**EXERCISE GOAL**
Which lines in the data below contain the string "number"? Show each one.

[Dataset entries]
******************************
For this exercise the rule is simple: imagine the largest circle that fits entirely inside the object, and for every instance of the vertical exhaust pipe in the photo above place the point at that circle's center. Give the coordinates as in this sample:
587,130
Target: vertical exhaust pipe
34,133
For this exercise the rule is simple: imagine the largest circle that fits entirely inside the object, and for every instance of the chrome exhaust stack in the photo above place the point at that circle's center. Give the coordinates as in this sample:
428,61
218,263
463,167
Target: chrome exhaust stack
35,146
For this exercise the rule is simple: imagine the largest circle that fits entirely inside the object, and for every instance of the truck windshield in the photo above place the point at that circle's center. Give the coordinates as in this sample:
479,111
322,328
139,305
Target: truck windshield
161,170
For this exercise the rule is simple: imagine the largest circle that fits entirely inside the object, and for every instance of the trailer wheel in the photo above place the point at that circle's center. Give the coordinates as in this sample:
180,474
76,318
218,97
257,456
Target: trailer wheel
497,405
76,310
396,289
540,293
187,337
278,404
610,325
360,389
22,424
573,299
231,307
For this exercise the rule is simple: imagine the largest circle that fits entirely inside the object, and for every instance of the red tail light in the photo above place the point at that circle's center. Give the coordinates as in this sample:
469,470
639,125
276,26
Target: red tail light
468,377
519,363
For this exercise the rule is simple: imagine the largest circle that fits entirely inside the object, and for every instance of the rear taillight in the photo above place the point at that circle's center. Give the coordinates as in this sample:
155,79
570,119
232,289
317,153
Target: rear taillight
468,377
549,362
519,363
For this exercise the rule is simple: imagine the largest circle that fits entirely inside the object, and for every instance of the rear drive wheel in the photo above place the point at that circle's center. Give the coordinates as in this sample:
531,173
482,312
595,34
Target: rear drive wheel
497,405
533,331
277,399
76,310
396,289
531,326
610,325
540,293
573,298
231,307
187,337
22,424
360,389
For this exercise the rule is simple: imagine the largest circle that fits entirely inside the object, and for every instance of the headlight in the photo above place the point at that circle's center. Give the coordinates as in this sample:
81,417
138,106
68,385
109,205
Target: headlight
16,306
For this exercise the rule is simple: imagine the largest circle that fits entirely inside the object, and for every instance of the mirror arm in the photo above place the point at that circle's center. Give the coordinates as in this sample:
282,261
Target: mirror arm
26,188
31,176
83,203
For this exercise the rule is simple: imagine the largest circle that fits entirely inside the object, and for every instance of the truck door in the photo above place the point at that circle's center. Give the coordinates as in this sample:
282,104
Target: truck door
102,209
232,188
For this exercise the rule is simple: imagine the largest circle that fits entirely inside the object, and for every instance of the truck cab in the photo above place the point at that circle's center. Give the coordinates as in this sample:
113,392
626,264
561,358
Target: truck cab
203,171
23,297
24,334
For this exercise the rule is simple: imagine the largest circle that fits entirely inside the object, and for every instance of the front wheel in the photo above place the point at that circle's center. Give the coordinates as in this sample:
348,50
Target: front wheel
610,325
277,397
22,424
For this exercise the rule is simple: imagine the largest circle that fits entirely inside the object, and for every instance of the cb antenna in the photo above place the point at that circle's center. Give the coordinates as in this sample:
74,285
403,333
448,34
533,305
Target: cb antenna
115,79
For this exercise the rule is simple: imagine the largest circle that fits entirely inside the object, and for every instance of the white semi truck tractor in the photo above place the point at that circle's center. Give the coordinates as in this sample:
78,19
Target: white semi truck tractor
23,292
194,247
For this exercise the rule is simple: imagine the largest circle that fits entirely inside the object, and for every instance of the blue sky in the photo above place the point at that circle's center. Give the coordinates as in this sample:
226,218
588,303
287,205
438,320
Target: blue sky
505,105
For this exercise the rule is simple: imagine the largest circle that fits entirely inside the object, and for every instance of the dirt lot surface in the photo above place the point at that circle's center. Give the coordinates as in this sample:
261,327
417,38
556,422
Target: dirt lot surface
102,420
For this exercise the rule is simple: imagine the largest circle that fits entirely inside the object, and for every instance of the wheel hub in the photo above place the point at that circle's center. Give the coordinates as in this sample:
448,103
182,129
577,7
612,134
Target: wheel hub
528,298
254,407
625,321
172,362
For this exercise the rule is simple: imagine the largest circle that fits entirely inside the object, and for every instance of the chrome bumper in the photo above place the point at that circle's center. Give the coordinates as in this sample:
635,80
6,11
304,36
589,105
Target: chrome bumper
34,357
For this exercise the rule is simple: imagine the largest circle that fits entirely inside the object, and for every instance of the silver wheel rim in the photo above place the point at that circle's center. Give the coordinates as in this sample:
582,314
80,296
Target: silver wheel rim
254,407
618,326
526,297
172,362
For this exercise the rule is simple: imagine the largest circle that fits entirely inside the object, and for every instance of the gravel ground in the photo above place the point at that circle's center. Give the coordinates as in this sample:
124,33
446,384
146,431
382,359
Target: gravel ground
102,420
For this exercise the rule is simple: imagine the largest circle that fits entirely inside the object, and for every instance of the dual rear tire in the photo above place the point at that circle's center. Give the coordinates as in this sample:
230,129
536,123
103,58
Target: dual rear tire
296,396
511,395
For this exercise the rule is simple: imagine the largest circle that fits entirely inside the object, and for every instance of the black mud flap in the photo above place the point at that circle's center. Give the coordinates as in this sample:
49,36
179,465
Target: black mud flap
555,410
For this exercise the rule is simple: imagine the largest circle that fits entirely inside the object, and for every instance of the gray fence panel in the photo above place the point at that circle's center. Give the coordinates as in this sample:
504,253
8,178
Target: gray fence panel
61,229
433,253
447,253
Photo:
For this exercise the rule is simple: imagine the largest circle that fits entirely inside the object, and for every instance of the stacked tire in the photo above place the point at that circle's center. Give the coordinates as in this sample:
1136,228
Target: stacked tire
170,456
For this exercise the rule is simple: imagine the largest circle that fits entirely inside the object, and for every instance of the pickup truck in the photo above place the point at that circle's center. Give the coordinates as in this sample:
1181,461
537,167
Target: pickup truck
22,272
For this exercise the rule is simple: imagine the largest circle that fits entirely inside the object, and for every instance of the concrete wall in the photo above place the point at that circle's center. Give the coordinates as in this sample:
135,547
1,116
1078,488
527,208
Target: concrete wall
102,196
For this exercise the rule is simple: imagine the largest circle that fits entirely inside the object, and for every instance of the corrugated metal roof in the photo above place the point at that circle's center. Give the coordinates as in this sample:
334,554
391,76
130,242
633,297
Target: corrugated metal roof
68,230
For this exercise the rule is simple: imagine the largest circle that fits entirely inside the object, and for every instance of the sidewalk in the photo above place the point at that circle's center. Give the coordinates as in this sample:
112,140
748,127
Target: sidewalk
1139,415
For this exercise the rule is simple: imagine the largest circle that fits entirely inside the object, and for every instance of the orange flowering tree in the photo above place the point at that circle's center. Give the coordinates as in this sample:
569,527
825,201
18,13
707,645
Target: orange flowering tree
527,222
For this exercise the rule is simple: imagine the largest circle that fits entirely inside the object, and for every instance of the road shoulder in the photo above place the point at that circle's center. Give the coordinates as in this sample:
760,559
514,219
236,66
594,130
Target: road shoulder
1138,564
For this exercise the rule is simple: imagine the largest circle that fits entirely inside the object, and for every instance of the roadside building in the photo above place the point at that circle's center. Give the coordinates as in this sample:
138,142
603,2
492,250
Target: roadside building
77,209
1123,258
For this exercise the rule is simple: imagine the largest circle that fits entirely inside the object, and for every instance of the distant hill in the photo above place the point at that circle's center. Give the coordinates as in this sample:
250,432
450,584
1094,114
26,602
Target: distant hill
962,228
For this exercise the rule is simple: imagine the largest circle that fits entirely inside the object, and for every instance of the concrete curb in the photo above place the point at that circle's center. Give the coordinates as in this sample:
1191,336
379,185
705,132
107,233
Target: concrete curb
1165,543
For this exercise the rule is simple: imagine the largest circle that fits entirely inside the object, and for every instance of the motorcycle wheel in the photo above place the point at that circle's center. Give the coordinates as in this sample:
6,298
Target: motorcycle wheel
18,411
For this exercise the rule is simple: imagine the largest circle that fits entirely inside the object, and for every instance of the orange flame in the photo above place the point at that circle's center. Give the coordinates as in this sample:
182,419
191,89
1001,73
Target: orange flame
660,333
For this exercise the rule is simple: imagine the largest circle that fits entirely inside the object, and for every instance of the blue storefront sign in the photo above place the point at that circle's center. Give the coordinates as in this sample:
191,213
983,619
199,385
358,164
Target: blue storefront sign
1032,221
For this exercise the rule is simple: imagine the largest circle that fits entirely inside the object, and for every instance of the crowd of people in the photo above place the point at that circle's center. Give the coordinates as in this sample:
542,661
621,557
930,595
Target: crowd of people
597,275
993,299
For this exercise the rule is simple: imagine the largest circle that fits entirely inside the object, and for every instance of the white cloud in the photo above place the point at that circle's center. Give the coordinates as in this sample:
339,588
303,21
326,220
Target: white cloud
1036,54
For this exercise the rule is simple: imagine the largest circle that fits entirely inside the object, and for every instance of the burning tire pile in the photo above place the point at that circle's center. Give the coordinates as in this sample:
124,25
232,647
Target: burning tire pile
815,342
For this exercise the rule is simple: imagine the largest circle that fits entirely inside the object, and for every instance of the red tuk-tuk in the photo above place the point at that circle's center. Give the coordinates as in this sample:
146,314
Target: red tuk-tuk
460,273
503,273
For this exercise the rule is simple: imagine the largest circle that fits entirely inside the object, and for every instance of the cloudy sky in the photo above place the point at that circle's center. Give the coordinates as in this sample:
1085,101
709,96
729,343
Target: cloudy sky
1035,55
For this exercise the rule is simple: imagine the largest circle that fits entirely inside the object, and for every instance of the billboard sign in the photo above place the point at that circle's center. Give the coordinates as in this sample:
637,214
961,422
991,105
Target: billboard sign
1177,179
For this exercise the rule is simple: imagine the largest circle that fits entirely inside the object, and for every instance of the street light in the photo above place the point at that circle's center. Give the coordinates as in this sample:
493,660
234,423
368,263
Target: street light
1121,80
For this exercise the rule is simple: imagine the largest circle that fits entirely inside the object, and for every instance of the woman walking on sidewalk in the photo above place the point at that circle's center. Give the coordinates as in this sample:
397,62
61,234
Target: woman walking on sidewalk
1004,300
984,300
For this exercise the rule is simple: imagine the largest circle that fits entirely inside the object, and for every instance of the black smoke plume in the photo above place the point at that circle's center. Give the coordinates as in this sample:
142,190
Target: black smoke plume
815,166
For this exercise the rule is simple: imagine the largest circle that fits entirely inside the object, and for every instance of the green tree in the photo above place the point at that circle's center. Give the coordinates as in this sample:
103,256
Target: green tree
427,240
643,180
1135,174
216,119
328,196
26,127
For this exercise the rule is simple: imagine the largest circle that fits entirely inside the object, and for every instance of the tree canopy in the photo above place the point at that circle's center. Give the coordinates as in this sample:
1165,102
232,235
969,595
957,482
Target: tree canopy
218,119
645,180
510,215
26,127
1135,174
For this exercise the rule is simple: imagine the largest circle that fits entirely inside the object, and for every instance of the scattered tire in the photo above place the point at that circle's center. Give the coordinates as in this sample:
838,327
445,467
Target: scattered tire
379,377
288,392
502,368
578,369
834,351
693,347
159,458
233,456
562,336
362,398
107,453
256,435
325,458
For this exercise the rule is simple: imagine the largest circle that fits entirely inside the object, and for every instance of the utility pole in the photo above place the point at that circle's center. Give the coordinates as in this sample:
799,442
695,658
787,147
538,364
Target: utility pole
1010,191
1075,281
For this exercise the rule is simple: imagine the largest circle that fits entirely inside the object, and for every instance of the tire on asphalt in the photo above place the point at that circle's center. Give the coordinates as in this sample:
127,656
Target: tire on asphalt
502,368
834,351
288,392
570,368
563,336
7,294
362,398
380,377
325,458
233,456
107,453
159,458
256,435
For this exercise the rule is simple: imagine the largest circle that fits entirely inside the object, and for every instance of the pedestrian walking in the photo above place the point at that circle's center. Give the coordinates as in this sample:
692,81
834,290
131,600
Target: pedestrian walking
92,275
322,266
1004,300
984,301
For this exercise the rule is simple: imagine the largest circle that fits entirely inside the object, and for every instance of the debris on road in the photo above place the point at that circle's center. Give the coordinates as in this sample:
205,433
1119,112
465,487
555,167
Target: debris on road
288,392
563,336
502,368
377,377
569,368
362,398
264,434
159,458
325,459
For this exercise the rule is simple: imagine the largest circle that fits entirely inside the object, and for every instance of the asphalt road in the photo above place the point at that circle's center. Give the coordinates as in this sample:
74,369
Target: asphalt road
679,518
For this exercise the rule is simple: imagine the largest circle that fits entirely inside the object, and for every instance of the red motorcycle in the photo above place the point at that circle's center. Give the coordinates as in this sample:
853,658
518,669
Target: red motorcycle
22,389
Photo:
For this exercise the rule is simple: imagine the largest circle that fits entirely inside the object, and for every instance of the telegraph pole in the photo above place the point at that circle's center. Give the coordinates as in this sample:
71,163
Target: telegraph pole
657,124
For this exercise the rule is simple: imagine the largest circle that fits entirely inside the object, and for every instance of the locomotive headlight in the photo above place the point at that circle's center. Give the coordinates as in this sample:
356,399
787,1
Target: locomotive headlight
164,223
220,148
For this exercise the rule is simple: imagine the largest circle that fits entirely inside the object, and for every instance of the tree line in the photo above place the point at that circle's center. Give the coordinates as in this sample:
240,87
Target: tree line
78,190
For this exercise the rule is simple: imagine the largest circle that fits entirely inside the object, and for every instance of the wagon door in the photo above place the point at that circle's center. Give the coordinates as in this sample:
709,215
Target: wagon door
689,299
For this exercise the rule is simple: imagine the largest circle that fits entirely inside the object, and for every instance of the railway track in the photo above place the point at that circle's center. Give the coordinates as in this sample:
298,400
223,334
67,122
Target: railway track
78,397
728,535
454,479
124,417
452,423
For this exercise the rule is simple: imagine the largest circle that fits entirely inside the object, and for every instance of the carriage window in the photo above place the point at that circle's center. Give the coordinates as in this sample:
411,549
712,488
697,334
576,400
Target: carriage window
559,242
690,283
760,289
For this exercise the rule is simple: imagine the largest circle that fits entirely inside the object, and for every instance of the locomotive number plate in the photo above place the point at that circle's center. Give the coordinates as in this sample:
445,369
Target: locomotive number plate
******************************
**YOUR RESPONSE**
For this exercise the rule is simple: imagine the largest circle that fits entirely inside the object, and for every instance of the locomotive number plate in the photo above place the point at that circle's center. Give the coordinates as in this sample:
Target: locomotive number plate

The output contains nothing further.